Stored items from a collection
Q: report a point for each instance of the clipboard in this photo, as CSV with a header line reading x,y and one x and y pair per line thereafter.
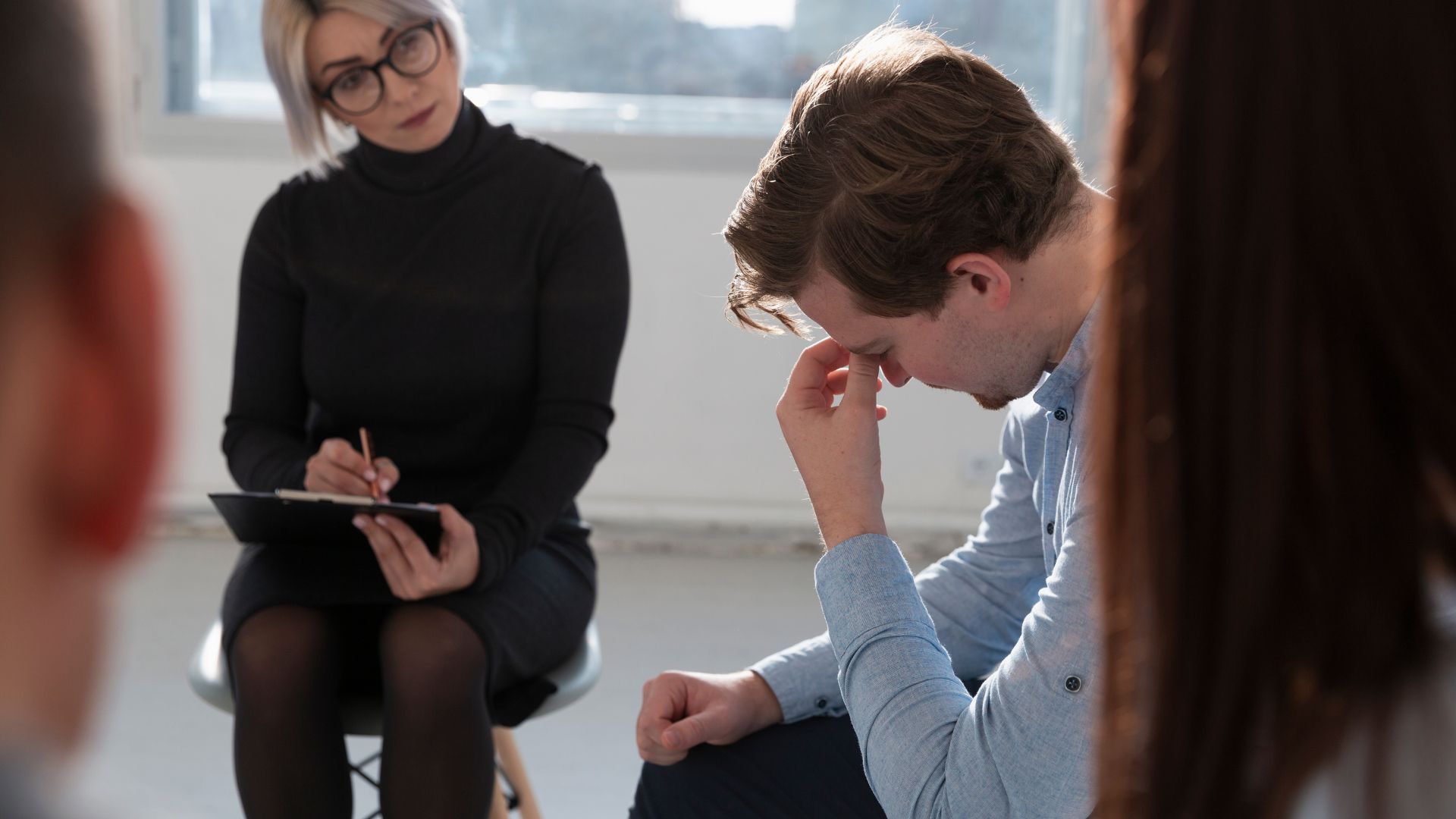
x,y
313,519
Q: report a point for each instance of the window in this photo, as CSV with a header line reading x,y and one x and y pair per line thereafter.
x,y
663,67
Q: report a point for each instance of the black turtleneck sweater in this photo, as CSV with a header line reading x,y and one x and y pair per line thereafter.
x,y
466,303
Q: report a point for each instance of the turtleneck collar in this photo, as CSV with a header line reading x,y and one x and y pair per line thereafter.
x,y
424,171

> _EXERCISE DESCRIPTION_
Put each line of the rows above into a JSON list of strings, one string per line, with blank lines left out. Leave the picture out of the list.

> _WRITTEN REPLY_
[
  "Q: report a point for each instance of the clipboard in this photo, as CSV with a header line reading x,y and one x and y pair per line thereafter.",
  "x,y",
  "313,519",
  "Q: report a point for each instance of the window in this photo, as CSV with a header line reading x,y and one x and y pair per line thereafter.",
  "x,y",
  "663,67",
  "Q: report a point for each instance of the black turtleneck sweater in this photo, as CSV with a header line reading x,y and one x and y pair per line thereafter.",
  "x,y",
  "466,303",
  "Q: report a point for each instance of the turtleneck collar in this photo, as CSV with a header line reading x,y and one x and y pair per line thereafter.",
  "x,y",
  "424,171"
]